[START OF RECORDS SUPPLIED]
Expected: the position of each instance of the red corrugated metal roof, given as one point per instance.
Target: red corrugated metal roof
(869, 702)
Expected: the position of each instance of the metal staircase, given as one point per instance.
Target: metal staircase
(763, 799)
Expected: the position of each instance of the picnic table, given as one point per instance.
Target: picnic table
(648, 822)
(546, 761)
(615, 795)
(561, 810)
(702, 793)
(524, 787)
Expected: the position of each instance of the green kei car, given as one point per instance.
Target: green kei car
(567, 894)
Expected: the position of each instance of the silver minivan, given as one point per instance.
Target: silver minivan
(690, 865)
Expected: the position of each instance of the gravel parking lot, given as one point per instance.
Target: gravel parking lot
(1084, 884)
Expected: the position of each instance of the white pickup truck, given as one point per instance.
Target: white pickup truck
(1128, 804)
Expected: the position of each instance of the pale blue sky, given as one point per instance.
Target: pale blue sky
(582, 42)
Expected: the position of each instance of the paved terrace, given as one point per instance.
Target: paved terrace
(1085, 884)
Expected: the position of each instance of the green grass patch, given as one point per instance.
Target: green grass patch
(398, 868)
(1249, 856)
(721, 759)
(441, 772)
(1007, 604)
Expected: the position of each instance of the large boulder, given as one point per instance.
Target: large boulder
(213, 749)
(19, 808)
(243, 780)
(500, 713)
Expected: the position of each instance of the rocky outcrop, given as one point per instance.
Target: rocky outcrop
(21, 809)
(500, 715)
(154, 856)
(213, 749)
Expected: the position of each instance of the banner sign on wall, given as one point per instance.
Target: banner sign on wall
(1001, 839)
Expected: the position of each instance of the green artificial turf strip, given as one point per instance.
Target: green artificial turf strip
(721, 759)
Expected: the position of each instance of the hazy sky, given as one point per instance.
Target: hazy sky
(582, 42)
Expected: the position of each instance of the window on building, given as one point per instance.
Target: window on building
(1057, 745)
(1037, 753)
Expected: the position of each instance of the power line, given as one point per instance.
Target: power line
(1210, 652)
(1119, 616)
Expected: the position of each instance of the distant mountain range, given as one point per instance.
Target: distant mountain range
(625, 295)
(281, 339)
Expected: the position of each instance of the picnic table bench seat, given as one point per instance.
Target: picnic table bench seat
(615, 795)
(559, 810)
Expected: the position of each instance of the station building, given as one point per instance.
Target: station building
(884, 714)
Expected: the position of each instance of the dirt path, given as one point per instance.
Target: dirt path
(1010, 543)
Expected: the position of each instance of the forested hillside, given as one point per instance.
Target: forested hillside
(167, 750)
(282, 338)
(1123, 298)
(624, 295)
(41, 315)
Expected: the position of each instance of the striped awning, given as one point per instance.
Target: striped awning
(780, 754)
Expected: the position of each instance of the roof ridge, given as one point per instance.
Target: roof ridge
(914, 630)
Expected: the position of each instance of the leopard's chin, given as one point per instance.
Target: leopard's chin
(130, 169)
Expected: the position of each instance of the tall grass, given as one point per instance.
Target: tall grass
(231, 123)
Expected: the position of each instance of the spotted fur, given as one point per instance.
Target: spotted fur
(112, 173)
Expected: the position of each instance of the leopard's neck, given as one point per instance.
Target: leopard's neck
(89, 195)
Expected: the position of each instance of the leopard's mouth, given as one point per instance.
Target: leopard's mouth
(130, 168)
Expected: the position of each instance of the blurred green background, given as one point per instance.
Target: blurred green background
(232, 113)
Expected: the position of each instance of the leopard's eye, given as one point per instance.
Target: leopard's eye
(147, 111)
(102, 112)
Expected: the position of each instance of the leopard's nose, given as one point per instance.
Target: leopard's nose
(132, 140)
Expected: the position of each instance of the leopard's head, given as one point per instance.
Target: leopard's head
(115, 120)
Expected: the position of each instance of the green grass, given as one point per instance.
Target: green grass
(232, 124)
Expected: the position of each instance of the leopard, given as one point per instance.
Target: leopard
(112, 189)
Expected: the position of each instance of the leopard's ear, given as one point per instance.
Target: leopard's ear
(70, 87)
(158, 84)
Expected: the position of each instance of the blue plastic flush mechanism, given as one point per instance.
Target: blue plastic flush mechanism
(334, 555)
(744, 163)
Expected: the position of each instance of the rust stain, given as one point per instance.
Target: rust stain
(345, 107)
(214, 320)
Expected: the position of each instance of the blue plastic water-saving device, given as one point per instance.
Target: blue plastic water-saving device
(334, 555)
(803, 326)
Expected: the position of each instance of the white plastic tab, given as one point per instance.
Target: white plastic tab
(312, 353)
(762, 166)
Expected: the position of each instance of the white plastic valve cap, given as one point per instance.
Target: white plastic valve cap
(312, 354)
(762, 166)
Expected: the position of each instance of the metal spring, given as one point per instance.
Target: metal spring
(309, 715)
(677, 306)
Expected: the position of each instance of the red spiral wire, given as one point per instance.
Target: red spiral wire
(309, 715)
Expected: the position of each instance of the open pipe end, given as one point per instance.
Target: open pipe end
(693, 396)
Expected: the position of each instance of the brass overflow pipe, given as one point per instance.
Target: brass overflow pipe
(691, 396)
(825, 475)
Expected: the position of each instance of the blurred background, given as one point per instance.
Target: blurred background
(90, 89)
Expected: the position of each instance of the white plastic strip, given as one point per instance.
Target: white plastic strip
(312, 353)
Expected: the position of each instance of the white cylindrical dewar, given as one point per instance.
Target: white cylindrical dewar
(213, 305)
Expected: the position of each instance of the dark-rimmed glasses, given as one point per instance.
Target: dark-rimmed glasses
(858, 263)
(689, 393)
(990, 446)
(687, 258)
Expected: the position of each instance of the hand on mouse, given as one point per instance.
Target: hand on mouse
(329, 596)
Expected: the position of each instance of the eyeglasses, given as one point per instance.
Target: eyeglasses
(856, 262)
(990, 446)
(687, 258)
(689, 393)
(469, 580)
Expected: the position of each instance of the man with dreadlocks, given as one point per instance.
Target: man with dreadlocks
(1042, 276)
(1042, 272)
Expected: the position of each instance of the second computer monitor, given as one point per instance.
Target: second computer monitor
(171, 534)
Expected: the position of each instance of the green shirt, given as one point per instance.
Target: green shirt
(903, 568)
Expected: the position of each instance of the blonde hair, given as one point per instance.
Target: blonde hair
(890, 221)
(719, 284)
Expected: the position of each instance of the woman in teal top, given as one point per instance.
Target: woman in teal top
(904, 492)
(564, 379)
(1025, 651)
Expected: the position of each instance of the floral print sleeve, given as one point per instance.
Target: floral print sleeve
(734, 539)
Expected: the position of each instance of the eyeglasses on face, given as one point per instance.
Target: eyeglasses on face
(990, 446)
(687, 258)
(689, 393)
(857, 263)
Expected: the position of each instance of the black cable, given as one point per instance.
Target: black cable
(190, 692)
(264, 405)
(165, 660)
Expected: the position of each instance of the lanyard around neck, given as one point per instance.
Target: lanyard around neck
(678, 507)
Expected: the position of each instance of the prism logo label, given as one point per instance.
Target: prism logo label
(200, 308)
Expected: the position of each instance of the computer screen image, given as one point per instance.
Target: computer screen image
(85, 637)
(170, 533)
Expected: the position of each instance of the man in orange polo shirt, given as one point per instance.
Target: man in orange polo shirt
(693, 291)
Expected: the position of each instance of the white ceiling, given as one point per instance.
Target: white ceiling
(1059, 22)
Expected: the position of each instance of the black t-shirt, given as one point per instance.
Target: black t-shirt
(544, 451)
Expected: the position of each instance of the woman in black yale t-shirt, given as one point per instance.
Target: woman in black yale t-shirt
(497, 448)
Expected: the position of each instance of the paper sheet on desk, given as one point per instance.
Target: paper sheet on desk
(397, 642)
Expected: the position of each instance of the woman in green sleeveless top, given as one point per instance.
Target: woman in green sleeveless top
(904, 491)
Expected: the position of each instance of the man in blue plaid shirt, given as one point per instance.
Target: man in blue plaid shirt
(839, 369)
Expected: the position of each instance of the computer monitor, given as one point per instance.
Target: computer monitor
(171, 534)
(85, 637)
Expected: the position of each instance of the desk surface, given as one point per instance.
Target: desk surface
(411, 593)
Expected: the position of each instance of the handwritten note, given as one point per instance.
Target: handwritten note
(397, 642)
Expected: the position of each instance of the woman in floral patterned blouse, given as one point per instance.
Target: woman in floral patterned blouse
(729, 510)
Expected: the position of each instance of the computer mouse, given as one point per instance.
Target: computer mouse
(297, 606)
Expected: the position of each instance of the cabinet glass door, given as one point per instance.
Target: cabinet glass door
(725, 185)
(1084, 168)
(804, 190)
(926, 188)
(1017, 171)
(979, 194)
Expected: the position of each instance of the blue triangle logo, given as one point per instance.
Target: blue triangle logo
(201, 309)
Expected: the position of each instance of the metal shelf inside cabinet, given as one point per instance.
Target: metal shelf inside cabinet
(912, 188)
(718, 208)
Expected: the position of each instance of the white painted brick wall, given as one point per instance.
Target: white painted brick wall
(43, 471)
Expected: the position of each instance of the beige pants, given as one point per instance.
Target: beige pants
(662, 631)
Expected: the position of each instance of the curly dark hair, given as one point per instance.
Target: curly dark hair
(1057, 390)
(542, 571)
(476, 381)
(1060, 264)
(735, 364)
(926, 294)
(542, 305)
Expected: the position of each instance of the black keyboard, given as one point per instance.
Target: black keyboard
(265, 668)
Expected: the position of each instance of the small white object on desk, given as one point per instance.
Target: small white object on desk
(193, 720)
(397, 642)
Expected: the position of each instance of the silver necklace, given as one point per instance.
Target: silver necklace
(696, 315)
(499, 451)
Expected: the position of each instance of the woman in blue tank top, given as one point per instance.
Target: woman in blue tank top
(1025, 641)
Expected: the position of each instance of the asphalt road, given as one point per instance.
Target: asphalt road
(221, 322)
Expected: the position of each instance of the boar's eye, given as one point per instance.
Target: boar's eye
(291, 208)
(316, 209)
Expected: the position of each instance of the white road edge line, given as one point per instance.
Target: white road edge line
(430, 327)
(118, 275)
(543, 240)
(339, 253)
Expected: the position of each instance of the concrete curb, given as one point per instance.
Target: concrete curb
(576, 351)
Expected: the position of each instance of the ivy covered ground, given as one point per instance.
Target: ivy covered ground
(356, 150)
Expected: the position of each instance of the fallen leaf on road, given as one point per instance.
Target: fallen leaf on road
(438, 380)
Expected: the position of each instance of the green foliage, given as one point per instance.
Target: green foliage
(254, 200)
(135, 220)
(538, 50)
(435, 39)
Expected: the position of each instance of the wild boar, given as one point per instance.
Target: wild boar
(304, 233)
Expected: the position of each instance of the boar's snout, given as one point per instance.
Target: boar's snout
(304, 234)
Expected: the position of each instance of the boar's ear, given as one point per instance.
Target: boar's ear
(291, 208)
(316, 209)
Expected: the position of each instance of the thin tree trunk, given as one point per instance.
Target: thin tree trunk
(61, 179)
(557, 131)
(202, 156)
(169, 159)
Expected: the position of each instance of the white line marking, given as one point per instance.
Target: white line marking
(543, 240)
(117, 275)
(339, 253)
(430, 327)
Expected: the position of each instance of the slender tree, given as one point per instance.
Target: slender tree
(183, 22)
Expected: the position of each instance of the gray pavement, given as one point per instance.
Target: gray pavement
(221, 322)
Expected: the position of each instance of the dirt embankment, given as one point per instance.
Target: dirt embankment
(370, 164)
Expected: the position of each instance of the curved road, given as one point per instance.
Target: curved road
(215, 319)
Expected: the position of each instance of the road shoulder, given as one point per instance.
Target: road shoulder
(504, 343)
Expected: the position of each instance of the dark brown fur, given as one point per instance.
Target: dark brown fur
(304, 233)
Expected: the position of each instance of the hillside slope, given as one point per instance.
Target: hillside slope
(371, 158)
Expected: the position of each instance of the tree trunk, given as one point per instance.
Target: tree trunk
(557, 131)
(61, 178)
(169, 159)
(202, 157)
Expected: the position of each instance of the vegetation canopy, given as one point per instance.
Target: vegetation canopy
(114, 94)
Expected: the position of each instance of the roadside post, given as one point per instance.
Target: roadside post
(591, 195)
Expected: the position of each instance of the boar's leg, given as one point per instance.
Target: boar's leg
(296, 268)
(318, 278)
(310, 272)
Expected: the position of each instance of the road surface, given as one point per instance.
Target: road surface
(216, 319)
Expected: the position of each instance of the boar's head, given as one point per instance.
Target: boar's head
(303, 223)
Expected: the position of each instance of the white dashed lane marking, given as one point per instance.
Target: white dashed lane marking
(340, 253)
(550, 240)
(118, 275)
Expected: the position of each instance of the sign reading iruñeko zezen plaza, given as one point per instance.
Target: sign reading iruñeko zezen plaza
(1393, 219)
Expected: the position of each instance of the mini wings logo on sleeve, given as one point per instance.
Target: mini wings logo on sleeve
[END OF RECORDS SUPPLIED]
- _WHAT THE EXERCISE ASKS_
Include both ends. Return the line holding "Expected: the position of each instance of the gray" and all lines after it in the records above, exactly as written.

- _RESPONSE_
Expected: the position of each instance of the gray pavement, given as one point per instance.
Target: gray pavement
(221, 322)
Expected: the position of each instance of the dirt embankment, given as one point per instance.
Target: dirt embankment
(370, 164)
Expected: the position of each instance of the curved road, given as one point per instance.
Target: curved road
(215, 319)
Expected: the position of each instance of the road shoulder, given as one point per instance.
Target: road shoulder
(504, 343)
Expected: the position of each instance of the dark brown fur, given as one point per instance.
Target: dark brown fur
(304, 233)
Expected: the position of each instance of the hillside slope, given as one point per instance.
Target: hillside slope
(371, 158)
Expected: the position of each instance of the tree trunk, given as one point per instance.
Target: tree trunk
(557, 131)
(61, 178)
(169, 159)
(202, 157)
Expected: the position of each instance of the vegetation canopy, given as one point per instance.
Target: vegetation canopy
(114, 94)
Expected: the position of each instance of the roadside post, given as one point per instance.
Target: roadside post
(591, 195)
Expected: the position of each instance of the boar's leg, given as one point per instance.
Target: boar's leg
(296, 268)
(318, 278)
(310, 272)
Expected: the position of each instance of the road surface, given as one point per instance.
Target: road surface
(216, 319)
Expected: the position of each instance of the boar's head, given as one point per instance.
Target: boar's head
(303, 223)
Expected: the position of each instance of the white dashed lane marking, given as one point per instance.
Target: white dashed lane marking
(340, 253)
(550, 240)
(118, 275)
Expected: the position of each instance of the sign reading iruñeko zezen plaza, given as one point per instance.
Target: sign reading iruñeko zezen plaza
(1393, 219)
Expected: the position of each instance of the mini wings logo on sleeve, given as one point per instance.
Target: mini wings logo on sleeve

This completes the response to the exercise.